SUPPLIED TEXT.
== Segment start ==

If you're trying to build wealth, then you should absolutely avoid buying penny stocks. Individuals drawn to the low, low share prices offered by micro-cap companies often let emotions get the best of them and fail to accurately characterize the risk involved.
Rather than gambling away your hard-earned money, it makes more sense to invest in sound businesses at great prices. To be blunt, that can be a little boring. So, if you want to have a little fun and potentially earn an eye-popping return, then consider buying a small stake in a risky small-cap stock with promise. Here's why Pacific Biosciences (PACB 0.67%) and Avid Bioservices (CDMO -1.07%) may fit that label.
A failed merger, but a rapidly improving technology platform
It appears that the merger between Illumina (ILMN 1.57%) and Pacific Biosciences will be nixed by trade authorities in the United Kingdom and the United States. At first glance, it's easy to think that's a worst-case scenario for the small-cap DNA sequencing company. Shares of Pacific Biosciences currently trade well below the proposed acquisition price of $8 apiece, while the business was on track to lose over $100 million from operations in 2019.
But a closer survey of the details leaves much room for optimism. If the merger fails, then Pacific Biosciences could earn a $98 million termination fee (with some strings attached). While it has by no means proven itself as a sound investment in the last decade, the scientific community would gladly use the company's newest Sequel II machines interchangeably with -- or even instead of -- those offered by Illumina if the economics were right.

== Segment end ==

ACTIVITY LIST.
[A] In the investing article, what was the proposed acquisition price per share of Pacific Biosciences?
[B] Using the investing article, explain why the writer sees room for optimism about Pacific Biosciences even if the merger fails.
[C] Write the next part of the investing article, continuing from its last sentence.

DATA PROVIDED.
== Segment start ==

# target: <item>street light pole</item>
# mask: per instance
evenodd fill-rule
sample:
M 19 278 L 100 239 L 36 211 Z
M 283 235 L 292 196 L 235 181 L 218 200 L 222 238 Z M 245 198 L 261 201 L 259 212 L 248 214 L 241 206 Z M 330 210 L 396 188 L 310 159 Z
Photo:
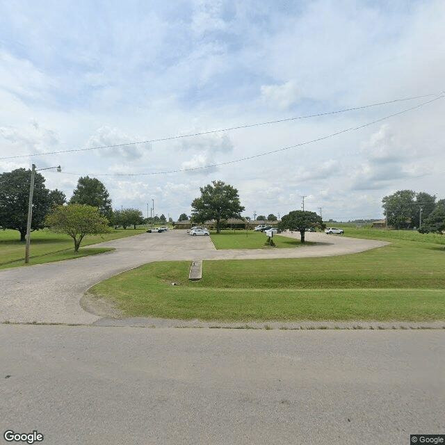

== Segment end ==

ANSWERS FOR THE EXERCISE.
[A] $8 per share.

[B] If the merger fails, Pacific Biosciences could earn a $98 million termination fee, though with some strings attached. The scientific community would also gladly use the company's newest Sequel II machines alongside or even instead of Illumina's if the economics were right.

[C]
Intriguingly, it appears that recent technology upgrades are lowering costs for the platform just as the merger with Illumina is unraveling. Pacific Biosciences reported a 117% year-over-year increase in gross profit in the third quarter of 2019. Considering that sequencing costs on the Sequel II could potentially be much lower with continued technology upgrades than what Illumina can offer, the recent trend could be one worth watching for investors.
Pacific Biosciences is definitely a risky small-cap stock. But if the company's unique sequencing approach finally lives up to its potential, then it could become the go-to platform for reading DNA for personalized medicine applications. That could make it a prime acquisition target by another industry player such as Roche or Agilent or even 10X Genomics. It would also likely earn the business a market valuation above its current $800 million market cap. Investors willing to stake a small position in the stock could be rewarded for their patience.
Moving in the right direction
Most investors have probably never heard of Avid Bioservices. The $450 million company is a contract development and manufacturing organization (CDMO) that helps pharmaceutical customers develop drug manufacturing processes and manufacture active pharmaceutical ingredients. It struggles from choppy revenue generation due to the fact that its business model hinges on contracts, and it has never generated a profit, but the business appears to be heading in the right direction.
In the fiscal second quarter of 2020 (the three-month period ending Oct. 31), Avid Bioservices reported greatly improved financial results. The company reduced its quarterly operating loss to just $529,000, compared to an operating loss of over $3 million in the fiscal first quarter of 2020. Fiscal first-half 2020 gross margin nearly doubled compared to the year-ago period, while revenue jumped 47% in that span.
Importantly, the CDMO is planning to make important facilities upgrades during the fiscal year that should help it land more and larger contracts. Avid Bioservices recently opened a process development lab to aid customers in scale-up and troubleshooting efforts, while a new pharmaceutical-grade water system should be operational by the year's end.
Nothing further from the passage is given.